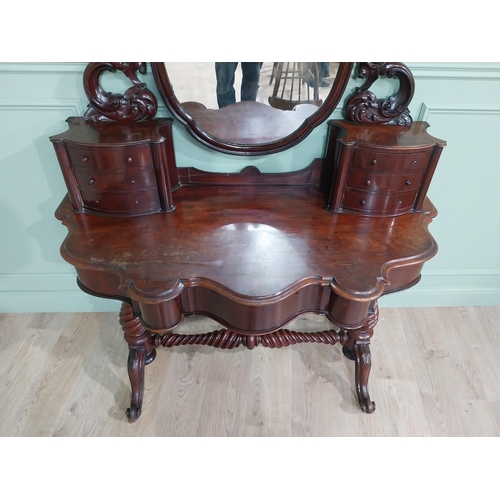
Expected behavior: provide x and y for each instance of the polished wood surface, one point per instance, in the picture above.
(238, 250)
(115, 169)
(253, 256)
(379, 170)
(434, 373)
(277, 123)
(252, 251)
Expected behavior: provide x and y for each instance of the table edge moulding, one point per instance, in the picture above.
(250, 250)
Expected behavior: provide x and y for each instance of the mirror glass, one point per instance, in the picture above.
(251, 108)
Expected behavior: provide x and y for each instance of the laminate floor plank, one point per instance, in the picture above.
(434, 373)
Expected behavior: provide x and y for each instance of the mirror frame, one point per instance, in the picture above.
(324, 112)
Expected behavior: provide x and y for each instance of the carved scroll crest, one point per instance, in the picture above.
(136, 104)
(364, 107)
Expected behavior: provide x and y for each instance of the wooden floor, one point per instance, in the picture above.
(435, 373)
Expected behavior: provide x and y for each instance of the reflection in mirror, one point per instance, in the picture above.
(251, 103)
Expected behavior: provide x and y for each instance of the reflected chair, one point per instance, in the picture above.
(294, 84)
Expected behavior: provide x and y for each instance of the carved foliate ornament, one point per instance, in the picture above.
(364, 107)
(136, 104)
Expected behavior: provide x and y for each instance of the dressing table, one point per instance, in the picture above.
(250, 250)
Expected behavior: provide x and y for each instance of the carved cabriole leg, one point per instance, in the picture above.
(357, 348)
(141, 352)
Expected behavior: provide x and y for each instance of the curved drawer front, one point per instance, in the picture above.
(129, 179)
(376, 160)
(383, 183)
(125, 203)
(109, 157)
(357, 200)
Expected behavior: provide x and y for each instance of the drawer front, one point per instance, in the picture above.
(390, 161)
(117, 181)
(370, 203)
(110, 158)
(383, 183)
(125, 203)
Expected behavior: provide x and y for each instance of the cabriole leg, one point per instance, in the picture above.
(357, 348)
(141, 352)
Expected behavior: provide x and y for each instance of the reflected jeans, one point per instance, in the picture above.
(224, 73)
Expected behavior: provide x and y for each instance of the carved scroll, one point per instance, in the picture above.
(136, 104)
(364, 107)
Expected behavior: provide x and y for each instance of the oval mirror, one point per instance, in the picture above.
(251, 108)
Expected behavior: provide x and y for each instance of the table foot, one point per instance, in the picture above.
(141, 352)
(363, 366)
(357, 349)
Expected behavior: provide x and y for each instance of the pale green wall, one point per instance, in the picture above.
(461, 101)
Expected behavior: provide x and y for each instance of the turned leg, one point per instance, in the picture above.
(357, 348)
(141, 352)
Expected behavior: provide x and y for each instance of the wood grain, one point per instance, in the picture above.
(434, 374)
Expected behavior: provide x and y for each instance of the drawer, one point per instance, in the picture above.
(128, 203)
(383, 183)
(109, 157)
(123, 180)
(390, 161)
(370, 203)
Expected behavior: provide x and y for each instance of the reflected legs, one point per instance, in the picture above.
(141, 353)
(357, 348)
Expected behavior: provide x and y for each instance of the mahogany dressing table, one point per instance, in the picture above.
(250, 250)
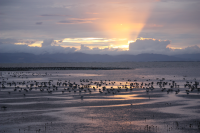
::::::::::
• **What you are asked to do**
Turn the lines above into a numbered list, skipping any blank lines and omitting the picture placeholders.

• **Response to the task**
1. Expected behavior: provide x and y for each instance of the polished wood surface, one point per instance, in the picture above.
2. (238, 250)
3. (115, 169)
4. (253, 256)
5. (379, 170)
6. (434, 373)
7. (277, 123)
8. (252, 251)
9. Expected behavior: provide x and y for each instance of the table edge moulding, one point per instance, in the picture above.
10. (250, 250)
11. Expected behavior: provide x and y for each instance of the mirror glass, one point per instance, in the picture above.
12. (251, 108)
13. Expected behavior: provide x and y for each instance of the laminate floor plank, one point per instance, in the picture above.
14. (434, 373)
15. Expected behavior: provide x and y for each instance of the mirror frame, one point per instance, in the picture above.
16. (324, 112)
17. Expected behavior: provide x and y for each instance of the carved scroll crest, one point per instance, in the picture above.
18. (136, 104)
19. (364, 107)
20. Expected behavior: provide x and y for each instance of the wooden floor, one point per instance, in the picture above.
21. (435, 373)
22. Expected behavior: provide x and y for each instance of the reflection in mirror, one point per instance, in the picture above.
23. (251, 103)
24. Expected behavior: provide x and y for each instance of the reflected chair, one point per instance, in the picture above.
25. (294, 84)
26. Expected behavior: provide x and y for each instance of the carved foliate ornament, one point per instance, in the picture above.
27. (364, 107)
28. (136, 104)
29. Expected behavior: provide x and y for each instance of the dressing table, one point per instance, in the picture above.
30. (250, 250)
31. Expected behavior: provide x and y for each instance of the carved cabriole leg, one point per instance, in the picture above.
32. (357, 348)
33. (141, 352)
34. Expected behavior: provide x and y for each instance of the curved drawer front, one point per instance, in the picture above.
35. (129, 179)
36. (376, 160)
37. (383, 183)
38. (125, 203)
39. (109, 157)
40. (357, 200)
41. Expected behavior: provide x and y for each instance of the drawer front, one point per instance, in the picture above.
42. (390, 161)
43. (117, 181)
44. (370, 203)
45. (110, 158)
46. (383, 183)
47. (125, 203)
48. Expected behavior: provide x and y for each instance of the cabriole leg, one point per instance, in the picture above.
49. (357, 348)
50. (141, 352)
51. Expected behavior: provide x and y for each instance of the reflected jeans, one point per instance, in the picture above.
52. (224, 73)
53. Expected behavior: provide x and y for each instance of the carved scroll, one point per instance, in the picture above.
54. (136, 104)
55. (364, 107)
56. Expected behavior: provide x and y for each instance of the oval mirror, one point per instance, in the picture above.
57. (251, 108)
58. Expected behavior: provide x and y for each instance of the table foot, one point per instance, in the picture above.
59. (141, 352)
60. (363, 366)
61. (357, 349)
62. Expected behavior: provide x and y for each instance of the pale green wall, one point per instance, in the picture above.
63. (461, 101)
64. Expected behavior: provide x and y for each instance of the turned leg, one point per instance, in the picture above.
65. (357, 348)
66. (141, 352)
67. Expected behavior: provide x and y for each instance of the wood grain, one point per instance, in the picture above.
68. (434, 374)
69. Expected behavior: provide x and y for each instance of the drawer, one point per instance, in the picture above.
70. (128, 203)
71. (383, 183)
72. (109, 157)
73. (123, 180)
74. (390, 161)
75. (370, 203)
76. Expected behavior: provide x and y for each instance of the reflected legs, one point per instance, in the picture above.
77. (141, 353)
78. (357, 348)
79. Expected behavior: provide x and y for each instance of the mahogany dressing table, one point per instance, in the picture above.
80. (250, 250)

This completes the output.